__Problem to work on__
Switch each "marker" to "dot" throughout the entries below, and reproduce them with nothing else altered.

__Given entries__
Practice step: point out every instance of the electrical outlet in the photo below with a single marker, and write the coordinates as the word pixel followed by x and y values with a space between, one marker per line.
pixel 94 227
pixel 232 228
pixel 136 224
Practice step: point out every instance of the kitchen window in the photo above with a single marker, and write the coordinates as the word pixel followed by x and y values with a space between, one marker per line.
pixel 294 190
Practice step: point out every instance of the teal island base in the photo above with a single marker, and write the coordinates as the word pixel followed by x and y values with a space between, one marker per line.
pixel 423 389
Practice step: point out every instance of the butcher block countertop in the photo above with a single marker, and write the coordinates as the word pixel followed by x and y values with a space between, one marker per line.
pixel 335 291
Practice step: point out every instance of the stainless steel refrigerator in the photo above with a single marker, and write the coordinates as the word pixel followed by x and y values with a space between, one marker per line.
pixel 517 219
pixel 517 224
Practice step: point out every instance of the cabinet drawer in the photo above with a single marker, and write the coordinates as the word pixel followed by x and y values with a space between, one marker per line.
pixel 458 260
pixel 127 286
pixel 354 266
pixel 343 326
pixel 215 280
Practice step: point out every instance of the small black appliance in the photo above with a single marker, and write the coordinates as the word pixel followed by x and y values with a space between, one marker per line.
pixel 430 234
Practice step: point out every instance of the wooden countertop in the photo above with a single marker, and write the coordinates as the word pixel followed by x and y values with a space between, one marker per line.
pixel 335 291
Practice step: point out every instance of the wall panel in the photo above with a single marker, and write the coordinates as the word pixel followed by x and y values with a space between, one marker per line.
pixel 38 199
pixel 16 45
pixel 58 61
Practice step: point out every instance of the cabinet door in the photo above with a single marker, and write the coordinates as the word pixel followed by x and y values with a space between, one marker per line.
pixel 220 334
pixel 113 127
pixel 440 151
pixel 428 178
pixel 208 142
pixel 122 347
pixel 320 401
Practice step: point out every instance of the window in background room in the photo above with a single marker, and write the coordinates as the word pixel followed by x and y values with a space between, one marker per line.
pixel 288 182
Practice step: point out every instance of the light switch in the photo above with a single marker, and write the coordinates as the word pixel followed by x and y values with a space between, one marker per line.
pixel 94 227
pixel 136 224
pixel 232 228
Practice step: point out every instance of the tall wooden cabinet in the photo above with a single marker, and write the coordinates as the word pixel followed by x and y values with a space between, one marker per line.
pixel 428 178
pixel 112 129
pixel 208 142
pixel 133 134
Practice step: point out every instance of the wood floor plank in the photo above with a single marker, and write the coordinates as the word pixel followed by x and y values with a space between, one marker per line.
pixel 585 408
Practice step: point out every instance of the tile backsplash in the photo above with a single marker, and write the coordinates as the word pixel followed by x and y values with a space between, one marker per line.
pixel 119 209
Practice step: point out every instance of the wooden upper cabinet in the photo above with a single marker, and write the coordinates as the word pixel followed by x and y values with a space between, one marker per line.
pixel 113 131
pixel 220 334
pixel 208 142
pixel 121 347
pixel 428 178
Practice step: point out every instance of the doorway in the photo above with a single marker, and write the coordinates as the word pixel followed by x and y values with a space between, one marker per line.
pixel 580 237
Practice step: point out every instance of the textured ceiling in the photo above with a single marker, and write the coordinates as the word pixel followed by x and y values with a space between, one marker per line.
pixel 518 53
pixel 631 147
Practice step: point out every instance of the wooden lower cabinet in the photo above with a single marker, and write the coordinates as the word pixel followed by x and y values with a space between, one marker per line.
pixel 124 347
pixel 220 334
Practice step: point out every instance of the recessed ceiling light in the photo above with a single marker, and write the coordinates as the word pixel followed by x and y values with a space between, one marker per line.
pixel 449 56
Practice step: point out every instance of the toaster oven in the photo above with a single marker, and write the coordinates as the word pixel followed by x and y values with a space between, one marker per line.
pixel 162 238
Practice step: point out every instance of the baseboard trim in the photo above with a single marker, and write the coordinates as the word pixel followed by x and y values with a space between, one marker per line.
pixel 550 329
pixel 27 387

__Right answer__
Practice step: point out every instance of the electrical outlet in the photo below with a single dot, and write the coordinates as the word pixel followed by x and y values with a space between, one dot per line.
pixel 94 227
pixel 232 228
pixel 136 224
Practice step: point out every instance of the kitchen window in the photo above with a single dot, and write the coordinates as the word pixel followed by x and y values with a space between, one dot per line.
pixel 294 190
Practice step: point out every instance of the teal island base in the photo above with a single dot, and write the coordinates as the word pixel followed by x and y values with a space between, one dot per line.
pixel 423 389
Practice step: point out every instance of the butcher block countertop in the photo above with a single dot, and write the coordinates as the word pixel followed by x and y values with a space between, one dot per line.
pixel 335 291
Practice step: point out every instance of the stainless steel refrigerator in the photo above with a single dot, and write the coordinates as the word pixel followed by x and y values with a space between, one dot per line.
pixel 517 219
pixel 517 224
Practice step: point out every instance of the cabinet drawer in the photo above with a single dot, and write the coordinates as the word pixel followed by x and y values with a space between, one dot per line.
pixel 458 260
pixel 127 286
pixel 354 266
pixel 343 326
pixel 215 280
Practice step: point out every instance of the small black appliance in the photo above with a single dot, and write the coordinates as the word pixel followed by x and y values with a space between, one dot per line.
pixel 430 234
Practice step: point out every instance of the wooden countertop in the photo above with a single dot, and write the coordinates as the word pixel followed by x and y values with a space between, one dot per line.
pixel 335 291
Practice step: point out every instance of the wall panel in the photo above with a single dot, and write the coordinates as the word pixel followed by x and y values with a space between, one dot per line.
pixel 38 199
pixel 16 45
pixel 58 61
Practice step: point out every instance of the cabinet door in the photo above with a single dot, and write the coordinates as the word pixel followed by x and y values with a space between, one dot per line.
pixel 220 334
pixel 113 127
pixel 440 151
pixel 428 178
pixel 208 142
pixel 122 347
pixel 320 401
Practice step: point out every instance of the window in background room in the photo above with a single dot, and write the coordinates as the word pixel followed by x and y values with a space between, one dot per line.
pixel 288 182
Practice step: point out every instance of the light switch in the photo above with a single dot, and write the coordinates as the word pixel followed by x and y values with a space between, one dot per line.
pixel 94 227
pixel 136 224
pixel 232 228
Practice step: point out every instance of the tall wooden cabinet in the photo above with a single dot, and write the coordinates as the word pixel followed by x and y values with a space between, one dot per line.
pixel 428 178
pixel 112 129
pixel 208 142
pixel 133 134
Practice step: point out every instance of the wood floor plank in the photo above with a single dot, and write the coordinates as the word pixel followed by x and y values with a space between, one dot per line.
pixel 585 408
Practice step: point out every instance of the tile backsplash in the photo above with a single dot, and write the coordinates as the word pixel followed by x and y values with a space between, one dot per line.
pixel 119 209
Practice step: point out every instance of the wooden upper cabinet in the photo above with a single dot, and write the coordinates as the word pixel followed by x and y values with a space between, one dot per line.
pixel 113 131
pixel 220 334
pixel 208 142
pixel 121 347
pixel 428 178
Practice step: point out every instance of the doorway in the photo above with a single dot, and write the coordinates as the word pixel followed by x and y values with a space between, one dot per line.
pixel 580 237
Practice step: point out every instance of the textured ceiling in the photo above with a single dot, and write the coordinates as the word pixel followed by x and y values with a space between, one dot per line.
pixel 518 53
pixel 631 147
Practice step: point out every instance of the wooden lower cabinet in the photo above with a single dot, and write the coordinates as the word pixel followed by x and y values with a space between, one dot per line.
pixel 124 347
pixel 220 334
Practice step: point out every instance of the recessed ceiling light in the photo above with a single dot, and write the coordinates as the word pixel followed by x and y values with a space between, one dot per line.
pixel 449 56
Practice step: point out every instance of the toaster oven in the photo above with a single dot, and write the coordinates as the word pixel followed by x and y values with a space between, one dot per line.
pixel 162 238
Practice step: point out every instance of the baseboard trim in the photo above with a single dot, and write the coordinates as the word pixel followed by x and y values with a space between, one dot per line.
pixel 550 329
pixel 27 387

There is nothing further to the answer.